ACCIDENT BENEFITS NEWSLETTER - FEBRUARY 2006

Catherine Zingg

SABS /96
s. 12 - Non Earner Benefit

Mulhall and Wawanesa Mutual Insurance Company, A04-000384, December 16, 2005- Mr. Mulhall suffered severe head injuries in a motor vehicle accident on March 18, 2001. He was intoxicated and not wearing a seatbelt at the time of the accident. He suffered a fractured skull, a deformation of the brain in the left temporal lobe and left parietal lobe, and a subdural haematoma in that area. He underwent various surgeries at St. Michael’s Hospital in Toronto and then was discharged to Bloorview MacMillan Children’s Centre until July 27, 2001 when he returned home.

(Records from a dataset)
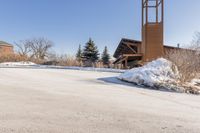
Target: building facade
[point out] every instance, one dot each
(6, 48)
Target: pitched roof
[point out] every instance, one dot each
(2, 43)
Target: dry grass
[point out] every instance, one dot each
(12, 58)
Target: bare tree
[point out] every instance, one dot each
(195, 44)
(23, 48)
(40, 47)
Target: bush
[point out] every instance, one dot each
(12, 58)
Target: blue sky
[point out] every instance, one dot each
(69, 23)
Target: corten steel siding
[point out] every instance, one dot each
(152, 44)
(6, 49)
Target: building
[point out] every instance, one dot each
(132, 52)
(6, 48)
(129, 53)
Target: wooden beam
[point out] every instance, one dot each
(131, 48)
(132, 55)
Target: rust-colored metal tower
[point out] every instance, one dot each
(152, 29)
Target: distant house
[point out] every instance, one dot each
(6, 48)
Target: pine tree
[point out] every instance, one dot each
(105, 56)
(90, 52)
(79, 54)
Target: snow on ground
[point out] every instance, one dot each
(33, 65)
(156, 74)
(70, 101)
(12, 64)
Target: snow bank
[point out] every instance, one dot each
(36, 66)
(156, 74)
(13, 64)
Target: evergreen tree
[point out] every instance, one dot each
* * *
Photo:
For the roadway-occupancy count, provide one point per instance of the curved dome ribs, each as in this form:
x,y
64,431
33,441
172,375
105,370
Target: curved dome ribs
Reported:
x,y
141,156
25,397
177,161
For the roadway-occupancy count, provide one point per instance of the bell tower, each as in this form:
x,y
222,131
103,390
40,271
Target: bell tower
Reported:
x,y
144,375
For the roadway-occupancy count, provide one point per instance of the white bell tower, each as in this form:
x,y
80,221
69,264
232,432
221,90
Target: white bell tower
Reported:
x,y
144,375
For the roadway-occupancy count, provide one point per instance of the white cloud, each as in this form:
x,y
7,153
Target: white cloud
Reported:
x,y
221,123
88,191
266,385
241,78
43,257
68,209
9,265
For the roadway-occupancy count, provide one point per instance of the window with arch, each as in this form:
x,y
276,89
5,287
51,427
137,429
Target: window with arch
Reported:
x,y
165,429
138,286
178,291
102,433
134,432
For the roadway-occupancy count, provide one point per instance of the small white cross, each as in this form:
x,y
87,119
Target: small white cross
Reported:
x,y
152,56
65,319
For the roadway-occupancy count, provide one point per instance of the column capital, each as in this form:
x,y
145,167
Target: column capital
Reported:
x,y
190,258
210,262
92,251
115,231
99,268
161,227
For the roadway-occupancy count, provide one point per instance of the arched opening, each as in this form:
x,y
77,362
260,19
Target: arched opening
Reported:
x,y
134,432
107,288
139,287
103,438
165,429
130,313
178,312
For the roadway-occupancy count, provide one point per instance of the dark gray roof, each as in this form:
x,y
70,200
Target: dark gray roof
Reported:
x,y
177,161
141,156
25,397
* * *
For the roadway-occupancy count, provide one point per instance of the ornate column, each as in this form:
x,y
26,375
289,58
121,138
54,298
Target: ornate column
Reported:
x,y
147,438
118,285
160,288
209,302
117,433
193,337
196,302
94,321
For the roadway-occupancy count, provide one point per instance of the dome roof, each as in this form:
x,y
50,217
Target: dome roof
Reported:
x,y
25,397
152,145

[Exercise directions] Say whether each statement agrees with the newsletter excerpt, answering yes or no and quoting the deciding words: (a) Mr. Mulhall was wearing a seatbelt at the time of the accident. (b) Mr. Mulhall had surgeries at St. Michael’s Hospital in Toronto. (c) Mr. Mulhall returned home on July 27, 2001. None of these data are needed for the work that comes next.

[Answer space]
(a) No: "not wearing a seatbelt at the time of the accident"
(b) Yes: "He underwent various surgeries at St. Michael’s Hospital in Toronto"
(c) Yes: "until July 27, 2001 when he returned home"